== LISTED RECORDS ==
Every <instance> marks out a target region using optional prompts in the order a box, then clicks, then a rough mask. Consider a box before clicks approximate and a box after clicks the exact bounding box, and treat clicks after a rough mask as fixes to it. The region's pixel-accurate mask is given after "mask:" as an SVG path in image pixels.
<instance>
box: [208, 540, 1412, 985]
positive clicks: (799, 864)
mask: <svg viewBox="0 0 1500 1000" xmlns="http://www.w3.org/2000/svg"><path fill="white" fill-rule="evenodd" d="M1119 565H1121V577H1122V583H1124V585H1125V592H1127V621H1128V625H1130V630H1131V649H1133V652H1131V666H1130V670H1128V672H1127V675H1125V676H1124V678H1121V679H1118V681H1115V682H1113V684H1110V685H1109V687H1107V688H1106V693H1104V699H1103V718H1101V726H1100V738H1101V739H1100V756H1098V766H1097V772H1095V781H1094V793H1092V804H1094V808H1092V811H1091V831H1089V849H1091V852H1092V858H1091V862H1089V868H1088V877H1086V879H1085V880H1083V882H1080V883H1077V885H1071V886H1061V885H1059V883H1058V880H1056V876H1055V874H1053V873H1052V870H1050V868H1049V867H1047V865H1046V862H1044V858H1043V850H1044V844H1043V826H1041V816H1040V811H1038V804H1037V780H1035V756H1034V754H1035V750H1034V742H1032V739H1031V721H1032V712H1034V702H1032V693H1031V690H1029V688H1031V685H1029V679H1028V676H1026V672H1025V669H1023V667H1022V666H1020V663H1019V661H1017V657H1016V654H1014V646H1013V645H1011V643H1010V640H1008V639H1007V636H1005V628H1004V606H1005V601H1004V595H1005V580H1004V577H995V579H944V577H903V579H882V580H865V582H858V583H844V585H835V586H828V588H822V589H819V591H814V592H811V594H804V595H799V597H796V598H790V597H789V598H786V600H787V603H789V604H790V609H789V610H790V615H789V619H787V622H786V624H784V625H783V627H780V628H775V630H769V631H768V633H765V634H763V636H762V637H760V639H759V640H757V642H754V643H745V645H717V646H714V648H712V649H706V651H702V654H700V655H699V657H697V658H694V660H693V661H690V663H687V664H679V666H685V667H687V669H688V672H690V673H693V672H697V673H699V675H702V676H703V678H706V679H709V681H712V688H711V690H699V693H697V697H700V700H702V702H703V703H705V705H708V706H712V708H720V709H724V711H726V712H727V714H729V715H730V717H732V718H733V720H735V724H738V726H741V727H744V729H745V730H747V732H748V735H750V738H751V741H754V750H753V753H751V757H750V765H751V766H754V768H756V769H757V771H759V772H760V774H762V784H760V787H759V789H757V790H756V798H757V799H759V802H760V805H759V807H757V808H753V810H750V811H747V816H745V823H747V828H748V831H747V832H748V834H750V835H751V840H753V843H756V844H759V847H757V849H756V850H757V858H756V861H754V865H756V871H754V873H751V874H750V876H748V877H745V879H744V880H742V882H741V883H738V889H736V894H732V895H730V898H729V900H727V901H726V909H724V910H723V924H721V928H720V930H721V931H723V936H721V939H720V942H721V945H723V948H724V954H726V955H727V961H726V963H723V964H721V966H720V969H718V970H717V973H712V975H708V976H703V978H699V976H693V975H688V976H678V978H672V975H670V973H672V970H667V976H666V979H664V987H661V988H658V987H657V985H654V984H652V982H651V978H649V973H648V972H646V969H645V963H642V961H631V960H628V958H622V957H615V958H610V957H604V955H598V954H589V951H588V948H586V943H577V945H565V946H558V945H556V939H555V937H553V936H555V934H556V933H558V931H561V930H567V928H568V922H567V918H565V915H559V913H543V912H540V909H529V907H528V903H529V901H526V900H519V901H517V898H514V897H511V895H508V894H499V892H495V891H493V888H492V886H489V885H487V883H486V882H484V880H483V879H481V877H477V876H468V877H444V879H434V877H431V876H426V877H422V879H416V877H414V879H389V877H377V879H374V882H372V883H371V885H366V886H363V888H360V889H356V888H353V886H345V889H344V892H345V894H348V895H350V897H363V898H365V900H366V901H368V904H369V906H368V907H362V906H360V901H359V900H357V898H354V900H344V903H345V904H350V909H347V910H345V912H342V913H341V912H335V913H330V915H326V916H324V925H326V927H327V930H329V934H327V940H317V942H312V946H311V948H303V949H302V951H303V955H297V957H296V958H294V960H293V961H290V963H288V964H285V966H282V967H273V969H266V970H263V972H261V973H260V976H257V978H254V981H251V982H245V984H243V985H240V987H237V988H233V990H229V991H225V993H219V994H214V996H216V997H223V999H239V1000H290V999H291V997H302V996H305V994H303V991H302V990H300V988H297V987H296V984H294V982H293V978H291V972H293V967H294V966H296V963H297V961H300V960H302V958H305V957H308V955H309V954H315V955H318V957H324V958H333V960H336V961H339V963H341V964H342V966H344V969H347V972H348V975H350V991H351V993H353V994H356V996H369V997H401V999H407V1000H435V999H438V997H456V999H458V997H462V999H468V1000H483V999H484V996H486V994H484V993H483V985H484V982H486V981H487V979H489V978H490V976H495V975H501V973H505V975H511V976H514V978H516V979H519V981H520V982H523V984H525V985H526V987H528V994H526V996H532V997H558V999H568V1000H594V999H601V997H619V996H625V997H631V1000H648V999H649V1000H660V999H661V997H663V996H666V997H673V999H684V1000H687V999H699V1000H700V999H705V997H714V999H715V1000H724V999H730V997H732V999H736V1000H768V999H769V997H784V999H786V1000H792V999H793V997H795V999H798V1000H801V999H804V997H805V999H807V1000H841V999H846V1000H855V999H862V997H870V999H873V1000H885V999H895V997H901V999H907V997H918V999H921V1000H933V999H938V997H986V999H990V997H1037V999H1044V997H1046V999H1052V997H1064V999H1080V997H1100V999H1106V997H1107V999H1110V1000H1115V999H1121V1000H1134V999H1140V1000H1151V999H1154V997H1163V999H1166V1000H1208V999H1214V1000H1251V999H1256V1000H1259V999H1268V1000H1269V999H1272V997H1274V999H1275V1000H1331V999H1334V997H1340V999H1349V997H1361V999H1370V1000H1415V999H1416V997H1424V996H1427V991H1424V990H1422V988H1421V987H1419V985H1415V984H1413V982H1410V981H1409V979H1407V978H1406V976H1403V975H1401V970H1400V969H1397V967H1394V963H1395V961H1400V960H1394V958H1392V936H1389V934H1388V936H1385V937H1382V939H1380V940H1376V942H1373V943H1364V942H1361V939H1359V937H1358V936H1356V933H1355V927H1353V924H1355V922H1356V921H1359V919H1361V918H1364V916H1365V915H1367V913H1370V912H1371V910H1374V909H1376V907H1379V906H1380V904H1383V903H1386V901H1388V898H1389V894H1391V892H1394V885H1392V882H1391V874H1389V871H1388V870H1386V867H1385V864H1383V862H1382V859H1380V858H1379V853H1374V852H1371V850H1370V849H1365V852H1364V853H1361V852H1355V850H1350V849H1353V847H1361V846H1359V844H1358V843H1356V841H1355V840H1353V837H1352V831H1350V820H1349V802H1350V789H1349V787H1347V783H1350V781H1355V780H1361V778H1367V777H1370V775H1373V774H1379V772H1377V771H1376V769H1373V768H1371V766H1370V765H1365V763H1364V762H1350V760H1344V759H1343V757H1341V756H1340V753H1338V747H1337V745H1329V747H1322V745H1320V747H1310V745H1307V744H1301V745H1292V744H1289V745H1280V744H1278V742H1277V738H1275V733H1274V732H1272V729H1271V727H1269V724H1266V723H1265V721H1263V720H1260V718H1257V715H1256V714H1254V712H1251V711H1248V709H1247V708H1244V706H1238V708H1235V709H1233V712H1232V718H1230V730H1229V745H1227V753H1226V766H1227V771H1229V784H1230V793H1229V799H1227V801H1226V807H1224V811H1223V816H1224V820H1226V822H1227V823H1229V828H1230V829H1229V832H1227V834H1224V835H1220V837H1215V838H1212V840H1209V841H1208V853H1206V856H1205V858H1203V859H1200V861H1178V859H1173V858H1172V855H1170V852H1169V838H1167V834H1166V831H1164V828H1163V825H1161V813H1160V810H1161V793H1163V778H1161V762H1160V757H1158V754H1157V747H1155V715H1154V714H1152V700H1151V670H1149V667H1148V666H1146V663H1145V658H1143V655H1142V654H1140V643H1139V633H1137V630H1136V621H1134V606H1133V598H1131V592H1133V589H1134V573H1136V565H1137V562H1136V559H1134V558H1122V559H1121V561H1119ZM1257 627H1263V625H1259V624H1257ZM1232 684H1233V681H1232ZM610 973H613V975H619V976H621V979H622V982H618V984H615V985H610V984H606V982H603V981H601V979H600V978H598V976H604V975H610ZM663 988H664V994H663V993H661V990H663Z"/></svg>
===
▶ _PROBLEM REQUIREMENTS_:
Write out only the lines from the very start of the entries above to the line that includes "box: [208, 540, 1412, 985]", both ends included, each one unchanged.

▶ _EXERCISE ANSWER_:
Every <instance> marks out a target region using optional prompts in the order a box, then clicks, then a rough mask. Consider a box before clicks approximate and a box after clicks the exact bounding box, and treat clicks after a rough mask as fixes to it. The region's pixel-accurate mask is given after "mask:" as an SVG path in image pixels.
<instance>
box: [208, 540, 1412, 985]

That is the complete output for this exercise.